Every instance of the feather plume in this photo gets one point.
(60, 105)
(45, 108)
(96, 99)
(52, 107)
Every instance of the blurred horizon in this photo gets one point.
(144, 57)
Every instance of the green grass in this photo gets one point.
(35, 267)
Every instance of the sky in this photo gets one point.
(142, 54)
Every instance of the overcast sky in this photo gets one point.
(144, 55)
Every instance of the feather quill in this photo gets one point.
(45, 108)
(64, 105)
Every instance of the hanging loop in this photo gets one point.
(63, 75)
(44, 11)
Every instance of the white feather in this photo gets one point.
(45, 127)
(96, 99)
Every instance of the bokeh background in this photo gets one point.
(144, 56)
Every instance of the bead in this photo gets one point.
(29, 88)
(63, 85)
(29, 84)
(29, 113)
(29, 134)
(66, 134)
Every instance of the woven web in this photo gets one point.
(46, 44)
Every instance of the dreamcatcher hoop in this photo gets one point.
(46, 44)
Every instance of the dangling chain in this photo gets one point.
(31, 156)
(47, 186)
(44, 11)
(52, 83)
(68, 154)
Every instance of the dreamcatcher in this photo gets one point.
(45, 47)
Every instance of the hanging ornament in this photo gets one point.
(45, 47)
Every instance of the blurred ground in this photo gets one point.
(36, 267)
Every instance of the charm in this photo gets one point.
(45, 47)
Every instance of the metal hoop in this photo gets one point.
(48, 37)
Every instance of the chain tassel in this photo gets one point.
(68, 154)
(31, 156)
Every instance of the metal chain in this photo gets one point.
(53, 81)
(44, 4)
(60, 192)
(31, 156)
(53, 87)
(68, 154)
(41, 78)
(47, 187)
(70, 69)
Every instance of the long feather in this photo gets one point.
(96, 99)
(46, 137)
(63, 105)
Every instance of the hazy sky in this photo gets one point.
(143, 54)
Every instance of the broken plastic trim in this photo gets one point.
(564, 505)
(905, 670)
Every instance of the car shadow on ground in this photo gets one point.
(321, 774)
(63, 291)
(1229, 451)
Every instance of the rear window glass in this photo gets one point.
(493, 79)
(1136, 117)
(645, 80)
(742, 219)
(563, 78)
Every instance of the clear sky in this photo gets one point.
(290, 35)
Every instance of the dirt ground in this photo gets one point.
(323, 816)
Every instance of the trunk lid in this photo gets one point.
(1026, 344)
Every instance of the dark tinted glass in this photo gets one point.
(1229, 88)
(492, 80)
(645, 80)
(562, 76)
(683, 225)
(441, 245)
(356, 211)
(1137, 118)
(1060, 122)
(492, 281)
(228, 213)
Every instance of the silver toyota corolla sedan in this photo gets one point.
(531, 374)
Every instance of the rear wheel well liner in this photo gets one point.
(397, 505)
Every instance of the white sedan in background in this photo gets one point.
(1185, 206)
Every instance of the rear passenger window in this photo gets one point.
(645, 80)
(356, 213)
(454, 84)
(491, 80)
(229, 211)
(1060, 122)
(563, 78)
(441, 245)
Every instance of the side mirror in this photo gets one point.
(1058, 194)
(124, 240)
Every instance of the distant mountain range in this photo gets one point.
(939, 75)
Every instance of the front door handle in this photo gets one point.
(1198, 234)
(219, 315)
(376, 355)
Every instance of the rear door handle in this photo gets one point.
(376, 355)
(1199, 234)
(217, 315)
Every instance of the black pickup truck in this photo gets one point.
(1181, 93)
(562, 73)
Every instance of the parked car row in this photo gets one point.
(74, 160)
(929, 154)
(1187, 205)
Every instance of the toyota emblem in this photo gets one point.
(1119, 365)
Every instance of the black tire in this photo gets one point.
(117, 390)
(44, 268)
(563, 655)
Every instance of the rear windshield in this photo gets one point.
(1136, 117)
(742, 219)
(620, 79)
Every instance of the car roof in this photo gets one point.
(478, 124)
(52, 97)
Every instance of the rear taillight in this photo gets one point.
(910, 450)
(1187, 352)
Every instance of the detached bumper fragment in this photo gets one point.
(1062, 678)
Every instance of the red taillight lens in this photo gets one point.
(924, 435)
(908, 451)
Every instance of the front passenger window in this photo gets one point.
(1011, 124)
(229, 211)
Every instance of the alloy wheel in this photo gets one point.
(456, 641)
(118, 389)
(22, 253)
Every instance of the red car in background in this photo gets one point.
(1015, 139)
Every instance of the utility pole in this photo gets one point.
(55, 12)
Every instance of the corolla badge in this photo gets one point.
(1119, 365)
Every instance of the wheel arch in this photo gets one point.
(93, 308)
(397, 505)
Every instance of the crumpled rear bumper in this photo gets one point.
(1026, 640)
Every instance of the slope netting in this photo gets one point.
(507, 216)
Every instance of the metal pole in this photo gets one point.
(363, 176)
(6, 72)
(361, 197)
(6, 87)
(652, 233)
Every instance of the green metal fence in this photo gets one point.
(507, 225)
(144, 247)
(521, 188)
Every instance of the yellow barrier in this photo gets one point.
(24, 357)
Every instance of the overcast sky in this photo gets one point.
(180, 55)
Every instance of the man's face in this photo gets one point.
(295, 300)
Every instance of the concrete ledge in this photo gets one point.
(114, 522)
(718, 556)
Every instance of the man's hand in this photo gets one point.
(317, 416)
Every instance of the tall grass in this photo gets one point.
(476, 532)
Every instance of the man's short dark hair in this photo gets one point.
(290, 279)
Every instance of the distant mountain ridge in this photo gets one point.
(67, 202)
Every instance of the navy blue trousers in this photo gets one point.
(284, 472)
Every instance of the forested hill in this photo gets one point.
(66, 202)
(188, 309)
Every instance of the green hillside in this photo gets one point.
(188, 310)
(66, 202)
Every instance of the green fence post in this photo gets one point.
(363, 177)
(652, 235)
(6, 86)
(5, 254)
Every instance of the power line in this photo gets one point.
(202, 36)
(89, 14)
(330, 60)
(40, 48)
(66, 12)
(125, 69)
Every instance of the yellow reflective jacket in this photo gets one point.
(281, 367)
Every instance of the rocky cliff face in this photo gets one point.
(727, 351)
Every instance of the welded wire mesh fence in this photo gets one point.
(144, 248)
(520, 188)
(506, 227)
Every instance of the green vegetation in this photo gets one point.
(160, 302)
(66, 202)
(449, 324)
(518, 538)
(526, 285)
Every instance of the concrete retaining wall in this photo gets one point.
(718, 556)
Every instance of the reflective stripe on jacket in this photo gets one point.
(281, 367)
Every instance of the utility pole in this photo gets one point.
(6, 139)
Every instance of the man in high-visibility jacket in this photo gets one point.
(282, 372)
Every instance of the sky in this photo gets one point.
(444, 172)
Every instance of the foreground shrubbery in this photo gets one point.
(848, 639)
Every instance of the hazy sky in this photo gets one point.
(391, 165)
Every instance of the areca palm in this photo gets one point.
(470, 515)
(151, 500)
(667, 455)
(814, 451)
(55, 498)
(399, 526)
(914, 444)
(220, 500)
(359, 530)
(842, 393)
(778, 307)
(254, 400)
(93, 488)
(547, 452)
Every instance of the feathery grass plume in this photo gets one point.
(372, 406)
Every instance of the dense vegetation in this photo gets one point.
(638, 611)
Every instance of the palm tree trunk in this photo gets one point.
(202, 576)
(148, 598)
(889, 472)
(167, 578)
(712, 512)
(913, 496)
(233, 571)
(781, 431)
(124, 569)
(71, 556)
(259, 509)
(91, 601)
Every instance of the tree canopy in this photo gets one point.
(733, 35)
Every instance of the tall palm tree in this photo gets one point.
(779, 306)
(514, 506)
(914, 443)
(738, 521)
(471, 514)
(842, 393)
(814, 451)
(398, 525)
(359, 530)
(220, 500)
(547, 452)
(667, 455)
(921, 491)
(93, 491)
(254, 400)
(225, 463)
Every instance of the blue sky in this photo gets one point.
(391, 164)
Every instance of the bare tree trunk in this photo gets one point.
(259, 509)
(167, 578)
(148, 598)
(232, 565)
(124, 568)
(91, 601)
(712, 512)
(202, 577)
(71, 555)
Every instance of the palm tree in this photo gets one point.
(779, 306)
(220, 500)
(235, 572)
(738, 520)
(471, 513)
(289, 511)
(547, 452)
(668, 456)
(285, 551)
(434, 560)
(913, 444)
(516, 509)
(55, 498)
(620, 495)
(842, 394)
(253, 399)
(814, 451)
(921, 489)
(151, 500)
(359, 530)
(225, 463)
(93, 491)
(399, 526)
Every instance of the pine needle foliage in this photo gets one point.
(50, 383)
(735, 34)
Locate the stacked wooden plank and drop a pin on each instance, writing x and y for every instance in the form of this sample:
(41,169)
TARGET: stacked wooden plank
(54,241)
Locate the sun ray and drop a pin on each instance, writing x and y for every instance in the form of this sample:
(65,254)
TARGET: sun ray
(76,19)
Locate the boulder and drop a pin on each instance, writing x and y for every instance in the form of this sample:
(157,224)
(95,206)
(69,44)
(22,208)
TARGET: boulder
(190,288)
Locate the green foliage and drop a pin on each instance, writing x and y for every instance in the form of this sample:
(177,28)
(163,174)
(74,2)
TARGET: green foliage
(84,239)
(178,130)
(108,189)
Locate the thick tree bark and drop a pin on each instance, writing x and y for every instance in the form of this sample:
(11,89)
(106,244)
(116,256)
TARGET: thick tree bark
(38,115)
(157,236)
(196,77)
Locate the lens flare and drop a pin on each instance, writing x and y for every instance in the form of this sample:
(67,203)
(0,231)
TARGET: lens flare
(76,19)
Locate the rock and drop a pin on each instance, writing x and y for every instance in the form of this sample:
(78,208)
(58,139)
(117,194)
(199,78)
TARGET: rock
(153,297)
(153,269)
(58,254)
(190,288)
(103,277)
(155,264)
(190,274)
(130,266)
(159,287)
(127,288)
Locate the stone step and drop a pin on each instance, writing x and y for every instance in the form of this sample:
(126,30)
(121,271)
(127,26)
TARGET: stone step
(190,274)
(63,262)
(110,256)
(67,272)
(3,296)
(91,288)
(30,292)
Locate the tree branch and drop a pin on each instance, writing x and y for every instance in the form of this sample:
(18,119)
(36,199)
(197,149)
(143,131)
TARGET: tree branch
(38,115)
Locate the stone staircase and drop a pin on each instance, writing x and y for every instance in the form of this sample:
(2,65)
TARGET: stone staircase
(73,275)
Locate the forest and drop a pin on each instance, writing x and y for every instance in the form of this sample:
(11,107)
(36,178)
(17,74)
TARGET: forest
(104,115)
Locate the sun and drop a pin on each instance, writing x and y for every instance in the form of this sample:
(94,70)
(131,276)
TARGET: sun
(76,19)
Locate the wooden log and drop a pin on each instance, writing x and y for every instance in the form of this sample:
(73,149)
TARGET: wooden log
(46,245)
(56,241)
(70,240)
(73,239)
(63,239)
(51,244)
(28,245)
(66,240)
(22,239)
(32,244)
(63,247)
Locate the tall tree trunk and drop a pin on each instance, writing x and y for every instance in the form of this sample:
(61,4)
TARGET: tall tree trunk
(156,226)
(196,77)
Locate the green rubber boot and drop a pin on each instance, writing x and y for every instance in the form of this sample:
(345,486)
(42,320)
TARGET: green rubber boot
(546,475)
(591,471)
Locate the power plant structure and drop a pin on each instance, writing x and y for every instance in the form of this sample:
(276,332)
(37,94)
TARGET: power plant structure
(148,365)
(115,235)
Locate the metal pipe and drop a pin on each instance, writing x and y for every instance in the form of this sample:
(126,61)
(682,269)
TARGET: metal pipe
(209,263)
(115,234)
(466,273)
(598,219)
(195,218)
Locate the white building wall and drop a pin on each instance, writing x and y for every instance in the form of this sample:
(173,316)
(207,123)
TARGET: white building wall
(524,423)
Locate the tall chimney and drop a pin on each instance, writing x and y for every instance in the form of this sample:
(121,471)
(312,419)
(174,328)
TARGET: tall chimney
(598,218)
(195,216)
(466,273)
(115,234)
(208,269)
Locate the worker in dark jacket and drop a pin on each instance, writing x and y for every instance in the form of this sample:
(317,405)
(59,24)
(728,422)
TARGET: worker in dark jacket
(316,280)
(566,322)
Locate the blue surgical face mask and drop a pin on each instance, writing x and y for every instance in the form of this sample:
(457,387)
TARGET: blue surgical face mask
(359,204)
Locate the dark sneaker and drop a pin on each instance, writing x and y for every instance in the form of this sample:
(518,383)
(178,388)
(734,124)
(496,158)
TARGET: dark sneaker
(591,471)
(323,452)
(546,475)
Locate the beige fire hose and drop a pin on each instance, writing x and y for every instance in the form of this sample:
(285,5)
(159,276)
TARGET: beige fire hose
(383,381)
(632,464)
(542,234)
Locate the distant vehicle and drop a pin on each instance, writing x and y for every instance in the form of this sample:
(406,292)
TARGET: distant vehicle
------------------------------------------------
Please return every line of the records above that contains the word "vehicle".

(YOUR SOLUTION)
Locate the distant vehicle and drop a pin on each instance, writing x and y for every instance in the form of this sample:
TARGET: distant vehicle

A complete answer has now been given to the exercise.